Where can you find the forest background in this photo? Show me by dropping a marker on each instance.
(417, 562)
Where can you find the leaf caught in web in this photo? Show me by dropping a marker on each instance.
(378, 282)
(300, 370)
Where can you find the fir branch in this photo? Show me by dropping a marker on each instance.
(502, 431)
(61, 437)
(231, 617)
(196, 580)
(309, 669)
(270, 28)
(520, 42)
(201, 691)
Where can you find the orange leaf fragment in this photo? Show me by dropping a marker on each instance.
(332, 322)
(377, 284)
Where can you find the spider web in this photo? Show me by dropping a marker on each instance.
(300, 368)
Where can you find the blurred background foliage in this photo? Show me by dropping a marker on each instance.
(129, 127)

* * * * * * * * *

= Requirement =
Beginning with the line containing "Where can you find the fir", repeat each line of the listing above, exactly, through the last one, and stop there.

= Final answer =
Where can you find the fir branch in this photo? Show me by dropping a marker on each instance.
(502, 431)
(61, 437)
(231, 617)
(196, 580)
(309, 669)
(270, 28)
(520, 42)
(201, 691)
Where can you find the orange leaf fragment in this photo? Show me by dropping a marker on each instance.
(332, 322)
(377, 284)
Where can you find the spider web in this photo? Show me by dropping a marker on each instance.
(300, 368)
Where can you find the blurred background foliage in this photo? Show me by dropping a marker on each instance.
(129, 127)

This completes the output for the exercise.